Directions:
A. In the Dodd-Frank commentary, what does the writer say the bill won't prevent?
B. Duplicate the part of the Dodd-Frank commentary that begins at "Some liberals are" and stops after "the left-right critiques.".
C. Sum up the Dodd-Frank commentary in two sentences.

Source excerpt:
--------------------------------------------------

If Congress passes the Dodd-Frank bill, it will be another major notch in the belt of a president who could use a political victory about now. But what’s a non-master of the universe like me to make of this 2,000-page behemoth?
It may do considerable good, but we ought to be clear about one thing: It won’t prevent the next financial crisis. As long as there are fortunes to be made in financial markets, there will be excessive risk-taking and speculation, new bubbles and panics, and powerful incentives for chicanery and fraud. No regulatory scheme can fully protect the public against ingenious new forms of human greed and folly.
That, however, is not an argument for doing nothing. The government had to react to Wall Street’s near meltdown in the winter of 2008-2009. Its interventions, beginning under President Bush and continuing into Obama’s administration, doubtless averted a full-bore financial collapse. But they also triggered a fierce and abiding public backlash against bailouts.
The Dodd-Frank bill doesn’t get everything right, but on balance it’s a reasonable response to the crisis. It imposes new disciplines on bank behavior, increases transparency for complex financial transactions and institutions, and offers consumers new protections against the clever breed of predators who have degrees from elite universities and sport $3,000 suits.
Some liberals are chagrined that the bill doesn’t break up the big banks. Conservatives echo the Wall Street Journal’s charges that the bill is a regulatory nightmare that will make it more expensive for banks to supply capital to businesses. It’s tempting to say that Sen. Chris Dodd (D-CT) and Rep. Frank (D-MA) must therefore have found some kind of centrist sweet spot, but there is something to the left-right critiques.

--------------------------------------------------

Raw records
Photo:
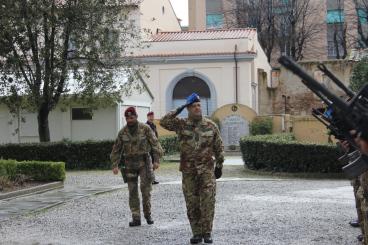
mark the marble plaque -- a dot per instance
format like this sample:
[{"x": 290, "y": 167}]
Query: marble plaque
[{"x": 233, "y": 127}]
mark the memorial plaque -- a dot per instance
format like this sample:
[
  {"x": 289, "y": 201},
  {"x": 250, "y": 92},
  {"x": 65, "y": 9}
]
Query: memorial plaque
[{"x": 233, "y": 128}]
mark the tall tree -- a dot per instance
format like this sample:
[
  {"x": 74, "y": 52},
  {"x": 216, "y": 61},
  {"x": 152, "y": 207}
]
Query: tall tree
[
  {"x": 259, "y": 14},
  {"x": 296, "y": 26},
  {"x": 50, "y": 49},
  {"x": 361, "y": 7}
]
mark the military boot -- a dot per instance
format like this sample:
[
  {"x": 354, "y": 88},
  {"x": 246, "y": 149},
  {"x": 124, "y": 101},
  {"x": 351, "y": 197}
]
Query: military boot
[
  {"x": 135, "y": 222},
  {"x": 196, "y": 239},
  {"x": 149, "y": 220},
  {"x": 207, "y": 238}
]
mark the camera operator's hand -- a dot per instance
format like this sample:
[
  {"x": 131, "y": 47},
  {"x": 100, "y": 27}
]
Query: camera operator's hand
[
  {"x": 345, "y": 145},
  {"x": 363, "y": 146}
]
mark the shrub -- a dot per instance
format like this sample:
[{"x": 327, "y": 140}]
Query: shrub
[
  {"x": 35, "y": 170},
  {"x": 76, "y": 155},
  {"x": 170, "y": 144},
  {"x": 282, "y": 153},
  {"x": 261, "y": 126}
]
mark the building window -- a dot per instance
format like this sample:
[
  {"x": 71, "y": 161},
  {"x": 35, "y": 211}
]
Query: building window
[
  {"x": 254, "y": 96},
  {"x": 82, "y": 114},
  {"x": 335, "y": 16},
  {"x": 215, "y": 21},
  {"x": 214, "y": 14},
  {"x": 335, "y": 41},
  {"x": 335, "y": 4}
]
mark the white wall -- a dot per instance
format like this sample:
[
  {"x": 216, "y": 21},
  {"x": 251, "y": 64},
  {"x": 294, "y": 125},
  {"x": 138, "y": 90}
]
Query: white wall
[
  {"x": 101, "y": 127},
  {"x": 221, "y": 74},
  {"x": 105, "y": 123},
  {"x": 153, "y": 18}
]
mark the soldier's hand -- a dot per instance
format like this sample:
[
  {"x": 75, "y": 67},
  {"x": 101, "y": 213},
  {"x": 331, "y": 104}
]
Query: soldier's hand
[
  {"x": 218, "y": 173},
  {"x": 115, "y": 170},
  {"x": 155, "y": 165}
]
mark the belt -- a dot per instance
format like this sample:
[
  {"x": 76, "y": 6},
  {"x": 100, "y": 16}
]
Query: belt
[{"x": 136, "y": 157}]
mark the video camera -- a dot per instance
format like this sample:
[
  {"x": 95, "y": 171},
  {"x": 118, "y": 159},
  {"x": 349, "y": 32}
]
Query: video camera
[{"x": 340, "y": 117}]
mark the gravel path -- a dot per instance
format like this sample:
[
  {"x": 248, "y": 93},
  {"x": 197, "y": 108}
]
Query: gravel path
[{"x": 247, "y": 212}]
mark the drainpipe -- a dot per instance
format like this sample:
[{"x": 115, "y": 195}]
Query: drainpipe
[{"x": 236, "y": 73}]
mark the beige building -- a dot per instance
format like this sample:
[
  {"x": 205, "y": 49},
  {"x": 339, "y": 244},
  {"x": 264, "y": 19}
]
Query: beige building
[
  {"x": 158, "y": 15},
  {"x": 224, "y": 67},
  {"x": 335, "y": 23}
]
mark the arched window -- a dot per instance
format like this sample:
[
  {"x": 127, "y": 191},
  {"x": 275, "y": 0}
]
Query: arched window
[{"x": 188, "y": 85}]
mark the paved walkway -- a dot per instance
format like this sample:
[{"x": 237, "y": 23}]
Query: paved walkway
[{"x": 248, "y": 211}]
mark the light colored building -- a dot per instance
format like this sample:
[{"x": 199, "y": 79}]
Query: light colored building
[
  {"x": 222, "y": 66},
  {"x": 336, "y": 24},
  {"x": 78, "y": 123},
  {"x": 158, "y": 15},
  {"x": 75, "y": 122}
]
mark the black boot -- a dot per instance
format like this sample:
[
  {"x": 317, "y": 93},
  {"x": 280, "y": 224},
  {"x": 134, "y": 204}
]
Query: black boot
[
  {"x": 354, "y": 223},
  {"x": 196, "y": 239},
  {"x": 207, "y": 238},
  {"x": 149, "y": 220},
  {"x": 135, "y": 222}
]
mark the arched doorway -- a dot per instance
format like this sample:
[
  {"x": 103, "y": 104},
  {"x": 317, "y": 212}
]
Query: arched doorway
[{"x": 192, "y": 84}]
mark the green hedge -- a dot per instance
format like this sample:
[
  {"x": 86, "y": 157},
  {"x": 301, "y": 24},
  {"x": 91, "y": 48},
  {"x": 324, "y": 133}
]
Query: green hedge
[
  {"x": 35, "y": 170},
  {"x": 261, "y": 126},
  {"x": 282, "y": 153},
  {"x": 76, "y": 155},
  {"x": 170, "y": 144}
]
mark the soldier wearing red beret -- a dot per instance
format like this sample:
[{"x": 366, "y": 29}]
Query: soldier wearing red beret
[
  {"x": 133, "y": 149},
  {"x": 151, "y": 124}
]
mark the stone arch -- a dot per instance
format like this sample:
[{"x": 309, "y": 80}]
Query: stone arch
[{"x": 191, "y": 73}]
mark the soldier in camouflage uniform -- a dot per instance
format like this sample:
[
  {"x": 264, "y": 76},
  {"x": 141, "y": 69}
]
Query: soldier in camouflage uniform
[
  {"x": 134, "y": 144},
  {"x": 363, "y": 193},
  {"x": 200, "y": 141}
]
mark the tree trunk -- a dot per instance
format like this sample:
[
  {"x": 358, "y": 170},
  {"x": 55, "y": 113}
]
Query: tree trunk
[{"x": 43, "y": 124}]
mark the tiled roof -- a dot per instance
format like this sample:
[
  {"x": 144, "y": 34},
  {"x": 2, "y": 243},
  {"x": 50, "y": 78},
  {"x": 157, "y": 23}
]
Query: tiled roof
[
  {"x": 191, "y": 54},
  {"x": 204, "y": 35}
]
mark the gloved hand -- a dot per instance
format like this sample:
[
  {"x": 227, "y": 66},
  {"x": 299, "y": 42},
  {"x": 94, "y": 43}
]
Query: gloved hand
[
  {"x": 218, "y": 172},
  {"x": 180, "y": 109}
]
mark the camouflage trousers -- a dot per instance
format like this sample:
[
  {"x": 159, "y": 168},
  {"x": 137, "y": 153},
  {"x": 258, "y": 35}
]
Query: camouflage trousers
[
  {"x": 144, "y": 172},
  {"x": 358, "y": 198},
  {"x": 364, "y": 224},
  {"x": 200, "y": 192}
]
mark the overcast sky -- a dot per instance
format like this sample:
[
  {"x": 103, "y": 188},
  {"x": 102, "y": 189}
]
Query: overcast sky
[{"x": 181, "y": 10}]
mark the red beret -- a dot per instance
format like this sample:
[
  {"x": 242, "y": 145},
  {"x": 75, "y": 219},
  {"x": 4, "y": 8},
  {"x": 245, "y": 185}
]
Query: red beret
[{"x": 130, "y": 112}]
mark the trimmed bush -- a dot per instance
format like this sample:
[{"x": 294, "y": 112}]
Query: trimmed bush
[
  {"x": 35, "y": 170},
  {"x": 282, "y": 153},
  {"x": 170, "y": 144},
  {"x": 261, "y": 126},
  {"x": 76, "y": 155}
]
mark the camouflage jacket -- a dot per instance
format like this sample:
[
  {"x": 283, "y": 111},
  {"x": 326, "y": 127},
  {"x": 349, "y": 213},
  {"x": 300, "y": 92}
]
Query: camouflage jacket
[
  {"x": 141, "y": 143},
  {"x": 199, "y": 143}
]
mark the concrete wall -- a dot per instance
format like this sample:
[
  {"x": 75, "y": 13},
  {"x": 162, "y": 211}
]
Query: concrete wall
[
  {"x": 197, "y": 15},
  {"x": 309, "y": 129},
  {"x": 219, "y": 74},
  {"x": 301, "y": 100}
]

--------------------------------------------------

Solutions:
A. The next financial crisis.

B.
Some liberals are chagrined that the bill doesn’t break up the big banks. Conservatives echo the Wall Street Journal’s charges that the bill is a regulatory nightmare that will make it more expensive for banks to supply capital to businesses. It’s tempting to say that Sen. Chris Dodd (D-CT) and Rep. Frank (D-MA) must therefore have found some kind of centrist sweet spot, but there is something to the left-right critiques.

C. The Dodd-Frank bill won't prevent the next financial crisis, but the government had to respond to Wall Street's near meltdown, and the bill is a reasonable response that imposes new disciplines on banks, increases transparency, and protects consumers. Some liberals object that it doesn't break up the big banks, and conservatives call it a regulatory nightmare, and there is something to both critiques.